→ What to work on: Reproduce the data from the line containing "Autonomous vehicle perception" up to and including the line containing "[387,294,418,323]", offsetting every bounding-box coordinate by +38. Keep all other lines unchanged.
──────── Material supplied ────────
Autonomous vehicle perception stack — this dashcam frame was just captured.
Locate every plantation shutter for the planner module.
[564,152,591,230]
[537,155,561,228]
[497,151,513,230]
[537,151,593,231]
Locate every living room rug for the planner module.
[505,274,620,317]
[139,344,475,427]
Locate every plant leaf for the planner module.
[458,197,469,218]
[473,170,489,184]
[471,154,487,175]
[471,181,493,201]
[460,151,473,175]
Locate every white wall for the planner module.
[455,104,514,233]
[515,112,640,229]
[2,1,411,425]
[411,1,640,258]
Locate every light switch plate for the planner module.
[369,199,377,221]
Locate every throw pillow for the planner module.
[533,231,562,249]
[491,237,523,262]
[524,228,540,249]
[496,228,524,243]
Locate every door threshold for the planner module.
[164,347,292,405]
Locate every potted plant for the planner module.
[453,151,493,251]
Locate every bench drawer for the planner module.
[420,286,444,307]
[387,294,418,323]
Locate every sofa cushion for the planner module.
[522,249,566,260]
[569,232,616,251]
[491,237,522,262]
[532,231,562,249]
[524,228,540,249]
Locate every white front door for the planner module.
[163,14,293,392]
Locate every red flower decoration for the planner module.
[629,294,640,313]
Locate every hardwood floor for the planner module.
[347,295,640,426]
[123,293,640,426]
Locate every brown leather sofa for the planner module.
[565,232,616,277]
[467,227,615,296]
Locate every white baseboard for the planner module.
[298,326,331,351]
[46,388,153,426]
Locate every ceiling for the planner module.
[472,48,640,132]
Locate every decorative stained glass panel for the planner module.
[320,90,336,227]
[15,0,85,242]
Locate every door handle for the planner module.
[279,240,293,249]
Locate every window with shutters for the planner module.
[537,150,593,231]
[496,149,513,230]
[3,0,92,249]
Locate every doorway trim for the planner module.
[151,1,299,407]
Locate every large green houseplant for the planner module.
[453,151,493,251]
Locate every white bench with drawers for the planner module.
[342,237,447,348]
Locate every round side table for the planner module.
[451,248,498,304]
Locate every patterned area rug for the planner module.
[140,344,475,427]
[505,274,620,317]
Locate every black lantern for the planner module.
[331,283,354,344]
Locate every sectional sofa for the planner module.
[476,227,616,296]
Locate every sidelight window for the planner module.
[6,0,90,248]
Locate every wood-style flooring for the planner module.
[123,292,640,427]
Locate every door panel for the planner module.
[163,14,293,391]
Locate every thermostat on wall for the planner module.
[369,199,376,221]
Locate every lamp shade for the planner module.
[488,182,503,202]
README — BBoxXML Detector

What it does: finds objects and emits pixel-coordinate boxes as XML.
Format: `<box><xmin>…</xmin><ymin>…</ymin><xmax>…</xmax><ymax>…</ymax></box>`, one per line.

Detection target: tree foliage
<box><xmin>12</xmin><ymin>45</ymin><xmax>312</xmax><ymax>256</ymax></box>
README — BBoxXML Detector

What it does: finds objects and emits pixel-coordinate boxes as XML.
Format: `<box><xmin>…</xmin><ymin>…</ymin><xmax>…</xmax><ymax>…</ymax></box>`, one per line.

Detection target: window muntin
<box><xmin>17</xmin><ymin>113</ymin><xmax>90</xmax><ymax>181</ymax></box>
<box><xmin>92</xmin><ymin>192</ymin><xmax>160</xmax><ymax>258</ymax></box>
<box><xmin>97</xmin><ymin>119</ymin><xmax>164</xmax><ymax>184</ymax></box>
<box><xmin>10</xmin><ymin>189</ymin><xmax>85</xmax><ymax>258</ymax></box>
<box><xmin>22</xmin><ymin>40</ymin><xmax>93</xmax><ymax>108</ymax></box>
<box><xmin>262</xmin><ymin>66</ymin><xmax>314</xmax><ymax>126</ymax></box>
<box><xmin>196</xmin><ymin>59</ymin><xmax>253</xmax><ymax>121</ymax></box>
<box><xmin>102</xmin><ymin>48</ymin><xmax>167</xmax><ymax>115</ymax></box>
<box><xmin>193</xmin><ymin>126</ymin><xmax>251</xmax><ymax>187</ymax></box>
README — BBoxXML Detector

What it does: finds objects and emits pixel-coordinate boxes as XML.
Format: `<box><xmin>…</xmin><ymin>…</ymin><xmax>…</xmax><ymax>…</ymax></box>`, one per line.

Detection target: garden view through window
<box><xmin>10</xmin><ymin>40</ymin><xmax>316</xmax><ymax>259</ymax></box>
────────
──────── Material supplied ────────
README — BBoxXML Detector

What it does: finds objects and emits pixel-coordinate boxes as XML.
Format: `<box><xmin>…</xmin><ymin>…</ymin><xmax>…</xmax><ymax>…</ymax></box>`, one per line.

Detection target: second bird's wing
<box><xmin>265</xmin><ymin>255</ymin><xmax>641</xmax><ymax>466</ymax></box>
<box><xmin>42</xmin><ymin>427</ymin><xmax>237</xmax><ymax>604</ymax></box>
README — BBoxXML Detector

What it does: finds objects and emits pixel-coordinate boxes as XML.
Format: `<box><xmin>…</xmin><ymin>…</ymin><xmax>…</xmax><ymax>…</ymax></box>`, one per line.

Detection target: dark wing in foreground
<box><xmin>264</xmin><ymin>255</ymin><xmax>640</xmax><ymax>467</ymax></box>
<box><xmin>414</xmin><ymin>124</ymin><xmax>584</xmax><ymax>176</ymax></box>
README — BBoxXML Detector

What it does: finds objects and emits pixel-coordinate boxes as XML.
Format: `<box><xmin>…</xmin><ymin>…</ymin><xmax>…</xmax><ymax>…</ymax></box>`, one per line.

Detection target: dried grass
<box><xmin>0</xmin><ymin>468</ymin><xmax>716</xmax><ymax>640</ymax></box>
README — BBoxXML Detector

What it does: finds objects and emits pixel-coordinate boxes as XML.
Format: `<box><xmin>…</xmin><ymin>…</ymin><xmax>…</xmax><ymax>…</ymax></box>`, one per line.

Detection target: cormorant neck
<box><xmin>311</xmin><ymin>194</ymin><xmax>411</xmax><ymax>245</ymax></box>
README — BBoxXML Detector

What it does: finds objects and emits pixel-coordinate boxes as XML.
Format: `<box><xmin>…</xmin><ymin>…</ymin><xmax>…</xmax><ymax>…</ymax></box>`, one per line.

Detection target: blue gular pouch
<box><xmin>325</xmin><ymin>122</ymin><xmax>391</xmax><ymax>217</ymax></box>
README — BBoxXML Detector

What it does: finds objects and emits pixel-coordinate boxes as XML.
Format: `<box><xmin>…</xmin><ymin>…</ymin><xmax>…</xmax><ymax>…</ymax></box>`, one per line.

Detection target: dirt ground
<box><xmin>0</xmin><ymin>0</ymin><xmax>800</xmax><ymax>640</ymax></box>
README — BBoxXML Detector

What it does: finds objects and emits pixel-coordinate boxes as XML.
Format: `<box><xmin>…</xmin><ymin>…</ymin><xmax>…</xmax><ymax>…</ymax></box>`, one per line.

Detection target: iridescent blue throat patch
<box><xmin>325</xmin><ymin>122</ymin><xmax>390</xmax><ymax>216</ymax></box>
────────
──────── Material supplied ────────
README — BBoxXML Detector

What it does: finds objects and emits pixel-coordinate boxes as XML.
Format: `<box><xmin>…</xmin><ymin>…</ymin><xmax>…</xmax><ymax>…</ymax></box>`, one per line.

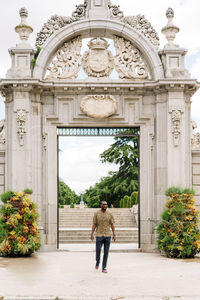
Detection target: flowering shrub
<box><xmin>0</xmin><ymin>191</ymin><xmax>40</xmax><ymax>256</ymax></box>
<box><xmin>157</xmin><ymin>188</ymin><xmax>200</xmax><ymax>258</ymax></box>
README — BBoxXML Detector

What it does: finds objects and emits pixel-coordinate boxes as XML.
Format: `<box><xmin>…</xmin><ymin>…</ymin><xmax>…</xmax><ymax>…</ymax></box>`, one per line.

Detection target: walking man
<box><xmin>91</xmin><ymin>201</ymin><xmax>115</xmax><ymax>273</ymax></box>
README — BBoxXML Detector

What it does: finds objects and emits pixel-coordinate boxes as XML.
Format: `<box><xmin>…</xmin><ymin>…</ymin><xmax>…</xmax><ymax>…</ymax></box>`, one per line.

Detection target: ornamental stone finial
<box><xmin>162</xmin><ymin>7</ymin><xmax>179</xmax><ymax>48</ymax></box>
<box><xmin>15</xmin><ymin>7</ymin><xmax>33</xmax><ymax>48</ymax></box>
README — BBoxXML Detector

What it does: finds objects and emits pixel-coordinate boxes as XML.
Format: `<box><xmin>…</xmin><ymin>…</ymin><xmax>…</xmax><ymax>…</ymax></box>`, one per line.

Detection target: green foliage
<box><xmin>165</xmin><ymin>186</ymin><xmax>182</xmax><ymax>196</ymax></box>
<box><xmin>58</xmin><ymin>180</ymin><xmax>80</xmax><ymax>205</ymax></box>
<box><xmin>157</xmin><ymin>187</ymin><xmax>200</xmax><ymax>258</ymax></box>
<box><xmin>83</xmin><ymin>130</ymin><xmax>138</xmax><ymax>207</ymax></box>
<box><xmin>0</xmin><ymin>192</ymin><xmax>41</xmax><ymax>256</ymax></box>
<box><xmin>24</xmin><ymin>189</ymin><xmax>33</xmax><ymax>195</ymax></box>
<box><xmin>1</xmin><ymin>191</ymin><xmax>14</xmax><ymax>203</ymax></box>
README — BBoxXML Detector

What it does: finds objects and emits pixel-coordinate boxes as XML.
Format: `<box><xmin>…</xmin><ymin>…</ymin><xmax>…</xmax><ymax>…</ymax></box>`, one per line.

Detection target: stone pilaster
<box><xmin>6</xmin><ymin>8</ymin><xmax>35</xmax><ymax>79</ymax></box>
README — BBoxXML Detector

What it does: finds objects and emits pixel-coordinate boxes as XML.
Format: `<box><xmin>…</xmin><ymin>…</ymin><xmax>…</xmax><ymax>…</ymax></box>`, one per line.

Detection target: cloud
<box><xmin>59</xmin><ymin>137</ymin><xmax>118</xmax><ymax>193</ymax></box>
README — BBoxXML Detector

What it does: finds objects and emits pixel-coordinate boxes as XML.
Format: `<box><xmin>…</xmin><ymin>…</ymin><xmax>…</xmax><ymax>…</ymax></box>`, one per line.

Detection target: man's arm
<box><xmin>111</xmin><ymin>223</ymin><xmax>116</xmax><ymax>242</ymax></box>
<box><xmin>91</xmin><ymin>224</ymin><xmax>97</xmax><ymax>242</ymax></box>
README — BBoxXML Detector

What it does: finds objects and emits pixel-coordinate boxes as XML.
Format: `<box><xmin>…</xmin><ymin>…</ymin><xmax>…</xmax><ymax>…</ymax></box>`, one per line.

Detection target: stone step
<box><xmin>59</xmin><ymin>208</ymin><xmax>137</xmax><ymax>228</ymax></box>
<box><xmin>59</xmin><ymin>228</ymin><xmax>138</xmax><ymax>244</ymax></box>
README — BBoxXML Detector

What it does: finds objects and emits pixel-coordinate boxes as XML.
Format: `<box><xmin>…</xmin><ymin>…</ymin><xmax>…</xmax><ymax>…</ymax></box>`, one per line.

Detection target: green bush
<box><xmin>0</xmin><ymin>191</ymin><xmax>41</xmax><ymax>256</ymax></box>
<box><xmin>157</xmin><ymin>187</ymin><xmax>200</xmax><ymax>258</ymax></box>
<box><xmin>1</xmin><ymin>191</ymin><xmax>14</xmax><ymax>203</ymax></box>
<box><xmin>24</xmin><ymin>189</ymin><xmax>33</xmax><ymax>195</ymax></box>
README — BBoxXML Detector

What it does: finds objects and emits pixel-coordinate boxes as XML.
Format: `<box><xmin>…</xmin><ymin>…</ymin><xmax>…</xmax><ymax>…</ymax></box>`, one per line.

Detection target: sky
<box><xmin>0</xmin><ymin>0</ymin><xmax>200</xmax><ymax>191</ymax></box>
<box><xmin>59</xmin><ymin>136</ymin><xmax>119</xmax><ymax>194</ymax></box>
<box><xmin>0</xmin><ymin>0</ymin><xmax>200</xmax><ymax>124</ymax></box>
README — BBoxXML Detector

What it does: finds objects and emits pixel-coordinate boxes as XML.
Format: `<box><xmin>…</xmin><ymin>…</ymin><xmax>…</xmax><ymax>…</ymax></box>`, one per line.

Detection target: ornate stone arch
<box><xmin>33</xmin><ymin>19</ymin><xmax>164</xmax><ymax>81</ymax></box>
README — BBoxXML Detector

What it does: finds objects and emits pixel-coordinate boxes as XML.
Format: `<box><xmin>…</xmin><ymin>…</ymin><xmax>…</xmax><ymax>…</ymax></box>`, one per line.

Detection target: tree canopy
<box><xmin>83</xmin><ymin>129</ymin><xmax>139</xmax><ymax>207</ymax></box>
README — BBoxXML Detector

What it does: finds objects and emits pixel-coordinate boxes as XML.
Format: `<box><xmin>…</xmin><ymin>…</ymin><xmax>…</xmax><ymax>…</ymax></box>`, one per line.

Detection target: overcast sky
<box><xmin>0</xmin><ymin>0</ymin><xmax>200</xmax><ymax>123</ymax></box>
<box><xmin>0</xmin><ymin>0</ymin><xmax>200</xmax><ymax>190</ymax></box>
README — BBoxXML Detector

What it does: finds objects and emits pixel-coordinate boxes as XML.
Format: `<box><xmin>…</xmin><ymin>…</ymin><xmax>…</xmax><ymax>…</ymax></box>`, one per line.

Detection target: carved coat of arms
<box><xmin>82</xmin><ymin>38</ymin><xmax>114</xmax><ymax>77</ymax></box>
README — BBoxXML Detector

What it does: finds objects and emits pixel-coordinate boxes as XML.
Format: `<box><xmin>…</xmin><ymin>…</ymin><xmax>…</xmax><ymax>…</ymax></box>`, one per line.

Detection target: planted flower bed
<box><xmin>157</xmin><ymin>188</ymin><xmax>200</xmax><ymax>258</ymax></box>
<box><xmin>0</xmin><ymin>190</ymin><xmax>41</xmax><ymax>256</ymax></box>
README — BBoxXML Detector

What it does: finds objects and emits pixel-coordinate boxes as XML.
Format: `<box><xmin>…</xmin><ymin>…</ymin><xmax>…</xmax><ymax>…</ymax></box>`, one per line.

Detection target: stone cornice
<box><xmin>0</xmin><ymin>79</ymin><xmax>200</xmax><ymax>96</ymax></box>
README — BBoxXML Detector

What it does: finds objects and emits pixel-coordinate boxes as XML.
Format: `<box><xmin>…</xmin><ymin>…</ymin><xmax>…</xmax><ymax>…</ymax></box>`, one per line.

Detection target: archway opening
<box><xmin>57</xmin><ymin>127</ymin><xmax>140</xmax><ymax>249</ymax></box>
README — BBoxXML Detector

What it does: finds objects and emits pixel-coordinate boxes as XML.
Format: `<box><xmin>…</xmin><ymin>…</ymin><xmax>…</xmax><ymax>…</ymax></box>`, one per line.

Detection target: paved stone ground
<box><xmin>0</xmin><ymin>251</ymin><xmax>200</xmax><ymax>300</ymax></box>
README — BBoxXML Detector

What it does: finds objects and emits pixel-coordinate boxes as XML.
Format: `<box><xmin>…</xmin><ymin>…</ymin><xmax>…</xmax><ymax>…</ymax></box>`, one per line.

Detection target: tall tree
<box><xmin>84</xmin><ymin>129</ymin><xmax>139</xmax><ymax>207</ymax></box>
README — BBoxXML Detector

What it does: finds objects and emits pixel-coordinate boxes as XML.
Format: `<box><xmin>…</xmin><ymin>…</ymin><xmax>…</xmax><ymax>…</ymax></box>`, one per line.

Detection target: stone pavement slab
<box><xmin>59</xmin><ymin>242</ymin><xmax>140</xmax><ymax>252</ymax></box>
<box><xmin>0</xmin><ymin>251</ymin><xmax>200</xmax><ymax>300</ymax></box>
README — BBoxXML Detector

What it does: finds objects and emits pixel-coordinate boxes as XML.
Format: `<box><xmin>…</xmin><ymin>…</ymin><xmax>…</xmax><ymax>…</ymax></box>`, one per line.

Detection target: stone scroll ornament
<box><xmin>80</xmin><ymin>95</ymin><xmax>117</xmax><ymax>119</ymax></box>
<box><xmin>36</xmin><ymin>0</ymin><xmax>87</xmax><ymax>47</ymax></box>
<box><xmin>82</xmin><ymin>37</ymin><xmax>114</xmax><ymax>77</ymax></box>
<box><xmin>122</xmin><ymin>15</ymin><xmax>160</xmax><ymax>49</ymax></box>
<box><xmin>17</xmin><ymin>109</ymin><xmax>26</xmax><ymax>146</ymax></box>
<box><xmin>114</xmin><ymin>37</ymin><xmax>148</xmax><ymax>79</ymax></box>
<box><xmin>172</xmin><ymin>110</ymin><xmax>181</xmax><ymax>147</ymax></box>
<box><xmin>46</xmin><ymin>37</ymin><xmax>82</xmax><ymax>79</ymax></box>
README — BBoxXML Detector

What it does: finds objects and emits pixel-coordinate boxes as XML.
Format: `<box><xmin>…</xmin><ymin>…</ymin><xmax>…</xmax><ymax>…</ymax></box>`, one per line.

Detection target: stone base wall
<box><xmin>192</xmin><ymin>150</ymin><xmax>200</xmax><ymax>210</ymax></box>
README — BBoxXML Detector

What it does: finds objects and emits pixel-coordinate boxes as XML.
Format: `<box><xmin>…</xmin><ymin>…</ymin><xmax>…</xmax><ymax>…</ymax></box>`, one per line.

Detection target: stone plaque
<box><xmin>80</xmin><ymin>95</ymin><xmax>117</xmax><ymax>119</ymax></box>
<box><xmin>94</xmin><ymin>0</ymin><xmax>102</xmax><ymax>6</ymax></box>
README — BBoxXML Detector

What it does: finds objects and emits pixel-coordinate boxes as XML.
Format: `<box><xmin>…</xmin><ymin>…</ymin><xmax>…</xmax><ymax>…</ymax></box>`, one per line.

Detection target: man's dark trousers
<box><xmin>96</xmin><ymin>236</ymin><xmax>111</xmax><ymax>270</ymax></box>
────────
→ Task output:
Autonomous vehicle perception stack — this dashcam frame was just captured.
Locate every plantation shutter for the planner module.
[602,190,629,268]
[575,193,599,266]
[535,189,551,268]
[575,189,631,269]
Locate every living room rug for the planner module.
[543,312,658,355]
[177,382,513,465]
Locate every plant leaf for the planner module.
[496,235,507,256]
[511,208,527,222]
[509,192,525,213]
[509,219,531,239]
[498,189,511,213]
Locate every white wall for the planner module.
[493,142,552,271]
[553,150,678,267]
[40,39,449,463]
[449,39,678,296]
Locate every light switch plate for the planner module.
[407,237,415,259]
Locate every throw pillow for the planner module.
[571,269,600,287]
[529,275,561,300]
[562,266,578,287]
[534,266,562,281]
Locate every door threshold for the planner module.
[202,385,330,443]
Locate every potted plant for the planner module.
[491,189,531,289]
Locate every bench drawer for the planner module.
[458,324,482,345]
[425,332,456,361]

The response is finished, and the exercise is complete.